RECORDS Block Start

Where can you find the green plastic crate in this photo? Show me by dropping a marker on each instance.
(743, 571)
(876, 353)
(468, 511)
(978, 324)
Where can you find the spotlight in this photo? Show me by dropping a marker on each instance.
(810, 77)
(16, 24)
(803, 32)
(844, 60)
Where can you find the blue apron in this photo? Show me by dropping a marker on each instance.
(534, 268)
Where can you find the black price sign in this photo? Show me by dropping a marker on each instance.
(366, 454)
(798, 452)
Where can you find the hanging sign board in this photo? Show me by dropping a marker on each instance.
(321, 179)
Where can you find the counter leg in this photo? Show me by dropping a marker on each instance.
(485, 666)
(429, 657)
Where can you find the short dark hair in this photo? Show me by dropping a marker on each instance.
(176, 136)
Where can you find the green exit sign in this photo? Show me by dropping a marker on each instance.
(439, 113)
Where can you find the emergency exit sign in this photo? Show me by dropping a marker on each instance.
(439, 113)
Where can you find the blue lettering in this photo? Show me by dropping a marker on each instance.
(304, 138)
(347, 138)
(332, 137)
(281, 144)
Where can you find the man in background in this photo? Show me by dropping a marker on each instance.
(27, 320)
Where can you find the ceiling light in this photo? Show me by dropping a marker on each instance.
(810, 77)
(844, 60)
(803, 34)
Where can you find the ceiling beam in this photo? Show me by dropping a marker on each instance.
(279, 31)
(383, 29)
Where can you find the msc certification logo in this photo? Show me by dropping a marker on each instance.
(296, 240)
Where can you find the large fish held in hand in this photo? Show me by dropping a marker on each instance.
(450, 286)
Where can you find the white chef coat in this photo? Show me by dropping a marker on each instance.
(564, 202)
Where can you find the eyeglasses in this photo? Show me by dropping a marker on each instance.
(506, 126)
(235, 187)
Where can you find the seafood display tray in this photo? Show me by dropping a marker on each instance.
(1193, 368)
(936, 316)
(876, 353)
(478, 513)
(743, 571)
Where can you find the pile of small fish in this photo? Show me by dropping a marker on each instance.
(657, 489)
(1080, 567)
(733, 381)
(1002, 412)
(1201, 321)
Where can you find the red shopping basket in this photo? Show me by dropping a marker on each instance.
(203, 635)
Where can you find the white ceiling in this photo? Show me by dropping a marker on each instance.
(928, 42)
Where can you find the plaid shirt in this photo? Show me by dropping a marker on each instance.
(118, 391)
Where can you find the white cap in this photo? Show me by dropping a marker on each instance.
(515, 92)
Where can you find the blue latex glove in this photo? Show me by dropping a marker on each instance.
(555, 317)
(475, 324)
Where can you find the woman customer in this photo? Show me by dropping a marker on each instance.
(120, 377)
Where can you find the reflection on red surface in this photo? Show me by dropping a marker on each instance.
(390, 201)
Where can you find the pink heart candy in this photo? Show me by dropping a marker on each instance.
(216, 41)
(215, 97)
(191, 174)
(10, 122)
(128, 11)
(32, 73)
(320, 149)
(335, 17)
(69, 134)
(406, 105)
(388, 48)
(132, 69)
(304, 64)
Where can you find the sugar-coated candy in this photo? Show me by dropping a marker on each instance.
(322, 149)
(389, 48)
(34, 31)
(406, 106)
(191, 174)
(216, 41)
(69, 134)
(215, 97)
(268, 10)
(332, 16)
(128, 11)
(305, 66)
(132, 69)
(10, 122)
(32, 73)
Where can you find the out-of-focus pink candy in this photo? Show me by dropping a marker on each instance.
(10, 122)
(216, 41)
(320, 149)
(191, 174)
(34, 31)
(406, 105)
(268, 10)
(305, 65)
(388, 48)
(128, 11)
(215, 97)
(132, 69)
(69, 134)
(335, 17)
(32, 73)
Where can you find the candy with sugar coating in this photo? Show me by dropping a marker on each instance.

RECORDS Block End

▶ **EXERCISE REQUIREMENTS**: Reproduce all of the data above, exactly and without omission.

▶ **FINAL ANSWER**:
Where can you find the green plastic crate in this photo? Show me by dropping a marker on each instance.
(743, 571)
(876, 353)
(468, 511)
(978, 324)
Where can you find the spotlight in this photo? Show me by dropping a marker on each instance.
(810, 77)
(16, 24)
(803, 32)
(844, 60)
Where can you find the blue apron in this photo? Show me by dropping a marker on each instance.
(534, 268)
Where can you find the black price sign in this photo? Show me by dropping a marker on each instance.
(366, 454)
(798, 452)
Where can you find the hanging sign board in this photo? Show me by dropping a marker on each instance.
(321, 179)
Where can you find the counter leg in this photo? Show me by dropping a marker on each instance.
(485, 666)
(429, 657)
Where can you find the short dark hair in this photo? Show me by dropping a marker on each instance.
(176, 136)
Where can you find the green exit sign in this photo? Show me by dropping a marker on each instance.
(439, 113)
Where can you find the emergency exit sign in this photo? Show me by dropping a marker on each instance.
(439, 113)
Where can you find the blue lettering in this photo? Show me by dropping a marker on each instance.
(304, 138)
(347, 138)
(332, 137)
(281, 144)
Where can you find the man in background in this photo? Show me by dropping a marker on each instance.
(27, 320)
Where can you find the ceiling light in this photo? Show me by dropping a marker on each instance.
(810, 77)
(844, 60)
(803, 34)
Where can you find the ceiling beam in this photo? Show me by dropping a marker on each instance.
(279, 31)
(383, 29)
Where can you find the msc certification logo in this photo? Show me by dropping a marker on each instance.
(296, 240)
Where can you find the large fish held in hand in this photo? Show me by dropping a marker on each instance.
(450, 286)
Where can you find the white chef coat in this photo? Show me by dropping a marker on each instance.
(564, 202)
Where can you find the eyeglasses in this photo? Show me by dropping a marker on each instance.
(506, 126)
(235, 187)
Where can you find the seafood display tray in this photo? Show me by dropping a marker on each instance.
(1193, 368)
(936, 316)
(876, 353)
(478, 513)
(743, 571)
Where can you find the pile of small fish in this photo? Show me by dropping a marker on each instance.
(657, 489)
(1080, 567)
(733, 381)
(1002, 412)
(1201, 321)
Where can you find the red shopping basket in this photo? Show me by dropping a marker on each instance.
(203, 635)
Where can you find the white ceiling in this photo? Show me by dropping a marker on each instance.
(928, 42)
Where can you find the plaid shirt in this photo? Show me by dropping a marker on each instance.
(118, 391)
Where can you find the white cap in this photo? Show me by dropping a marker on each instance.
(515, 92)
Where can you find the blue latex glove in this photo? Show me by dropping a marker on each instance.
(555, 317)
(475, 324)
Where can you find the woman customer in this photo? Show me by dropping a marker on each instance.
(120, 377)
Where can you find the reflection on red surface in this photo? Show me by dropping a marker on each instance.
(390, 201)
Where can you find the pink heart candy in this photo? Show me by dropping a marker on each instance.
(216, 41)
(215, 97)
(191, 174)
(10, 122)
(128, 11)
(32, 73)
(320, 149)
(335, 17)
(69, 134)
(406, 105)
(388, 48)
(132, 69)
(304, 64)
Where can you find the sugar-coated candy in this photo? Show me by dropping a marker on each instance.
(322, 149)
(389, 48)
(34, 31)
(406, 106)
(191, 174)
(216, 41)
(69, 134)
(215, 97)
(268, 10)
(332, 16)
(128, 11)
(305, 66)
(132, 69)
(10, 122)
(32, 73)
Where can you find the out-of-focus pink candy in this photo? Show me by dropping a marker on each instance.
(10, 122)
(216, 41)
(320, 149)
(191, 174)
(34, 31)
(406, 105)
(268, 10)
(305, 65)
(388, 48)
(128, 11)
(215, 97)
(132, 69)
(69, 134)
(335, 17)
(32, 73)
Where can you find the candy with sugar coating in this photo? Show me by dropping a marker on each instance.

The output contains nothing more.